▶ _INSTRUCTION_: Reproduce exactly the lines below, starting with the line that contains "Task — mark the distant" and ending with the last line of the records, both included, and nothing else.

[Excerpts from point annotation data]
........

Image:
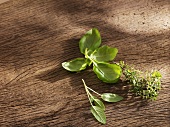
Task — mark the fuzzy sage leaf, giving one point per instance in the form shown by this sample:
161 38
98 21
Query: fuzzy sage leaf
99 103
106 72
104 54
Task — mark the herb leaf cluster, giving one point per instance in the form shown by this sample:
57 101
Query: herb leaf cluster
89 45
97 106
147 86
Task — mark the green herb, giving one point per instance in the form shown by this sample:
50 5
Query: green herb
98 56
146 85
97 106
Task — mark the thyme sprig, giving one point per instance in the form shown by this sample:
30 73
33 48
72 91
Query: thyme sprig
146 85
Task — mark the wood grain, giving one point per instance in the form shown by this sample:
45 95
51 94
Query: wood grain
37 36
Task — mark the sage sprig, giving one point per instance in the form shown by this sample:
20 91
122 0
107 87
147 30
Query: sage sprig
147 86
98 56
97 106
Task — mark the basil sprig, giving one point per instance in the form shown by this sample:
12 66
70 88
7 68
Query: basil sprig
97 106
89 45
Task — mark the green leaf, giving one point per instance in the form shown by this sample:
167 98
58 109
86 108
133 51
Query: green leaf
109 73
104 54
109 97
98 114
91 41
99 103
75 65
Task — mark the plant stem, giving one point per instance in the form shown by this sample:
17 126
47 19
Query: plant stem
93 91
88 93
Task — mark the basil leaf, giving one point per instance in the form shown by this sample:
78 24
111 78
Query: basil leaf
75 65
99 103
91 40
109 97
104 53
109 73
98 113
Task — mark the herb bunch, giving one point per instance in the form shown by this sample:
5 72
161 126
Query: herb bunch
146 85
97 106
97 56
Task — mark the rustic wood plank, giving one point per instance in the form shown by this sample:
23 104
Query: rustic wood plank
37 36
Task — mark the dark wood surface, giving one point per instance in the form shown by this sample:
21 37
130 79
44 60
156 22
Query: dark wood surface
36 36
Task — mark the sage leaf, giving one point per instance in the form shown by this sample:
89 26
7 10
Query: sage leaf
109 97
99 103
109 73
75 65
104 54
91 41
99 114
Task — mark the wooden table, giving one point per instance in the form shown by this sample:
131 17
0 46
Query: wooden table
36 36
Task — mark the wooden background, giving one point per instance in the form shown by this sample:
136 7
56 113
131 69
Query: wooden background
36 36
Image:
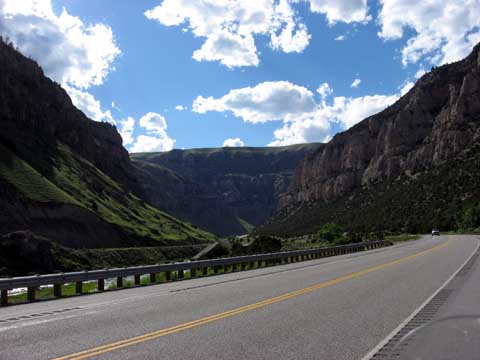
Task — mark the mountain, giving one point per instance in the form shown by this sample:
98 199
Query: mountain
67 178
223 190
408 168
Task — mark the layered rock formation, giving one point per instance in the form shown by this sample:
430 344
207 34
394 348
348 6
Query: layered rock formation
67 178
435 121
433 124
223 190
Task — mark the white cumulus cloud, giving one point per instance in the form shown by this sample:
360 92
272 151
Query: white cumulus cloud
156 137
126 130
89 105
443 30
230 27
75 54
233 142
69 51
304 118
347 11
355 83
271 100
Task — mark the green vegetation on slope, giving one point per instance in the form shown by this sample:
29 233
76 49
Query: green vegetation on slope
29 181
69 179
100 194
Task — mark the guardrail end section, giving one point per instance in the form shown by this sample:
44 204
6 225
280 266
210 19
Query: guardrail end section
4 297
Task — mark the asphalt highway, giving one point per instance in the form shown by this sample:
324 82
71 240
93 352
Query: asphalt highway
335 308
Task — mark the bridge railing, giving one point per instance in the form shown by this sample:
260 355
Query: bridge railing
236 263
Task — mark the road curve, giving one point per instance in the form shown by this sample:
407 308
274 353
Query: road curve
334 308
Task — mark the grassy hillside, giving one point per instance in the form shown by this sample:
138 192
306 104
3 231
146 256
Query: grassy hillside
223 190
74 181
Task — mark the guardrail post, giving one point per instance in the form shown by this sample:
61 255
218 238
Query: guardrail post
78 287
137 280
57 290
4 297
31 294
101 285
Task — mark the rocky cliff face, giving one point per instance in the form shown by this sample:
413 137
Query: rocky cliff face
224 190
433 123
36 113
68 180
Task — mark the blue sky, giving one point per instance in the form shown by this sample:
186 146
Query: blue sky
240 82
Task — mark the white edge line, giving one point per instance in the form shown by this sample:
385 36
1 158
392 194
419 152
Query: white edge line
382 343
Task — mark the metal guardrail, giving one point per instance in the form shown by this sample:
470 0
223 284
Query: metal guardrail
57 280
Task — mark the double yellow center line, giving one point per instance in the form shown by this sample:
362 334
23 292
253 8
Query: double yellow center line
174 329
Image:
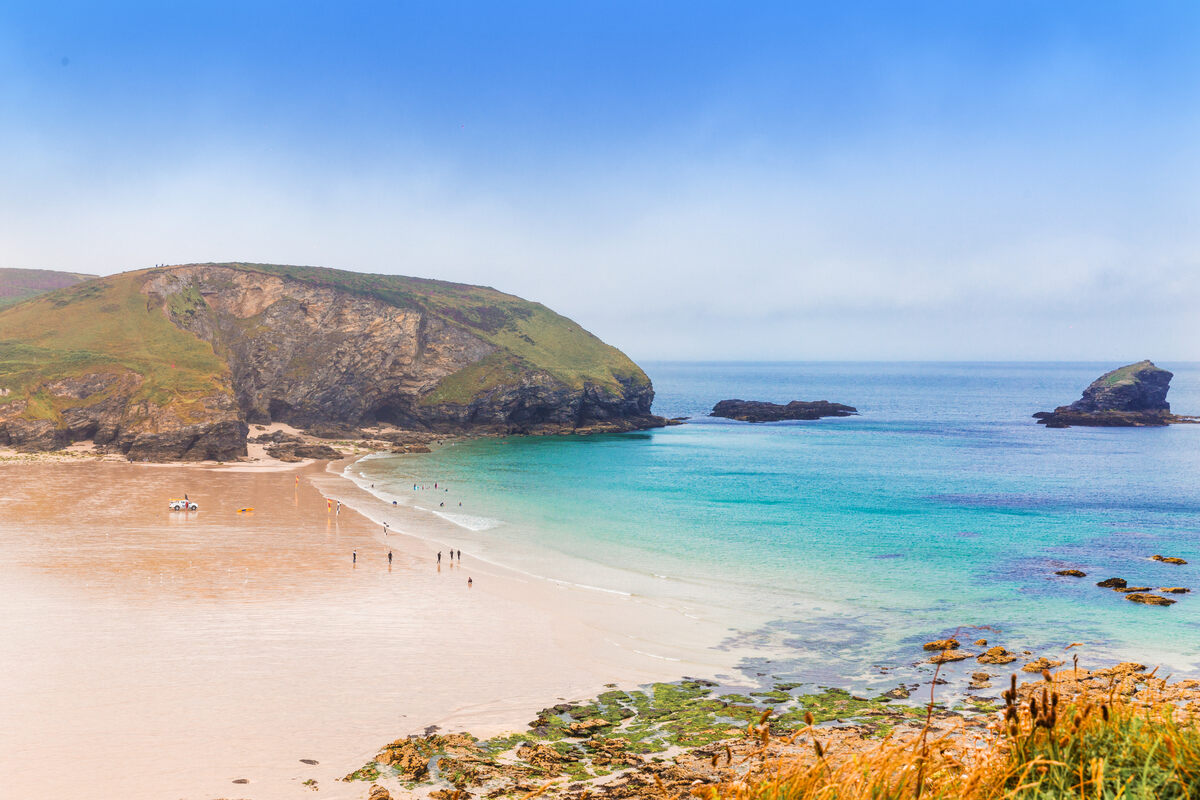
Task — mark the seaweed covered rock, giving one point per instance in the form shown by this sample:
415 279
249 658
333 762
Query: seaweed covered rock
1150 600
761 411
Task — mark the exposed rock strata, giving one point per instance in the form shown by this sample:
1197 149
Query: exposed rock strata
317 353
761 411
1131 396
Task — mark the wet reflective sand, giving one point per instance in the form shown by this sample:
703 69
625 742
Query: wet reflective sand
154 654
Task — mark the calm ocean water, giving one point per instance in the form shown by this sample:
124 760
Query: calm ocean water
827 547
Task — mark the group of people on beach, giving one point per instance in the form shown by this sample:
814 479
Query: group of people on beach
455 554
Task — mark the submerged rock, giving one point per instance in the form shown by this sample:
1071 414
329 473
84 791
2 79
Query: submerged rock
1150 600
761 411
996 655
1132 396
942 644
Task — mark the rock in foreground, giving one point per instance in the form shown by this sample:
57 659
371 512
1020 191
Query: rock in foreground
761 411
1133 396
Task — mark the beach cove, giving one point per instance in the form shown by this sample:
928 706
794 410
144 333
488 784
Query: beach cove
163 654
187 651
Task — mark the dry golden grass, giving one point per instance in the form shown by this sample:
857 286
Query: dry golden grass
1081 744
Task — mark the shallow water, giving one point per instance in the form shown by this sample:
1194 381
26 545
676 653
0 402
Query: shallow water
942 505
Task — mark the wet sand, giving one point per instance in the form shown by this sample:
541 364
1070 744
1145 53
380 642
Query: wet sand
151 654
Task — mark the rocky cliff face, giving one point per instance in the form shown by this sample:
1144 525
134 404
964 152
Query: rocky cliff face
1131 396
305 347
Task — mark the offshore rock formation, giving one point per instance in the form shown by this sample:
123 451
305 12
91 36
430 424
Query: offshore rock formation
1132 396
174 362
760 411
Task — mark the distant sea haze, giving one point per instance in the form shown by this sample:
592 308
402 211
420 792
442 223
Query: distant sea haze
943 504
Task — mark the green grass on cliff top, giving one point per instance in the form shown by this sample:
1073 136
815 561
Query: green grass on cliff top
103 325
108 325
531 335
22 284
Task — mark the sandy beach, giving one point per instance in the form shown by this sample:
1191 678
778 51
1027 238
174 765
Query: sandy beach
155 654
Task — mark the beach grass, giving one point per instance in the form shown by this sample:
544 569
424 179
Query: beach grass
1047 747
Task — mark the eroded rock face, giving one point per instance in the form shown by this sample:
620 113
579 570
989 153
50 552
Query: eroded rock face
761 411
316 353
208 429
1132 396
312 355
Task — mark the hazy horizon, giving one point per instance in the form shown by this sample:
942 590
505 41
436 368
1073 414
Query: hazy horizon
689 181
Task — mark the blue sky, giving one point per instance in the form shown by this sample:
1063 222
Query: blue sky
725 180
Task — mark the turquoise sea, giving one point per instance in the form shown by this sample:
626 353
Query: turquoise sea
831 547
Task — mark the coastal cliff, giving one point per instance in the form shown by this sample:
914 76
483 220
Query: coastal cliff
174 362
22 284
1131 396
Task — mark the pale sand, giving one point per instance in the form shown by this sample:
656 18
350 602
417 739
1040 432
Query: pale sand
151 654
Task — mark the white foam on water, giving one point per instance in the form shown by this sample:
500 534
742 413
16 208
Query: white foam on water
468 522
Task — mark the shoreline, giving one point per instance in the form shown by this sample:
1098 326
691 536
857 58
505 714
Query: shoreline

........

▶ _ANSWER TO THIS TASK_:
Task — mark the distant sea haze, giving one point per instance in the form shown by this sample:
592 308
402 211
420 792
442 223
Query: distant sea haze
943 504
Task — mark the green grass on cliff top, giving one point per instance in the form shown by this sample:
1073 136
815 561
Query: green grass on cliff top
103 325
108 325
531 335
22 284
Task — mark the sandy beach, giving one point per instance in the form shown by this sample:
1191 678
778 51
1027 238
174 765
Query: sandy beach
155 654
Task — mark the beach grass, giving one point per instance in the form shown by this sample:
544 569
424 179
Query: beach grass
1047 747
Task — mark the eroded rock face, giving one point per instance in the form shown by this sample:
620 113
579 570
989 153
50 552
Query: eroded rock face
761 411
316 353
208 429
1132 396
312 355
Task — mark the hazy horizon, giving one point per instance in the form shown by this sample:
942 590
505 41
436 368
1073 414
Query: hazy horizon
689 181
Task — mark the blue sky, giving one point per instance in the form shown by this sample:
1063 222
Query: blue sky
725 180
Task — mark the turquoise sea, giving one point per instance in the form shown by this sample:
626 353
Query: turquoise sea
831 547
Task — mark the coastal cliff, giving one point per instance in the form shown by this sample:
914 76
483 220
Query: coastal cliff
174 362
22 284
1131 396
Task — mark the pale sand, giving one point per instance in the form shown by this sample:
656 18
350 602
417 739
1040 432
Query: pale sand
151 654
Task — mark the white foam on water, giving one point per instance in the form shown by this sample:
500 534
742 413
16 208
Query: white foam on water
468 522
Task — mark the shoreline, giving one point per instance in the form shown by this sample:
1098 326
691 536
857 58
505 714
Query: shoreline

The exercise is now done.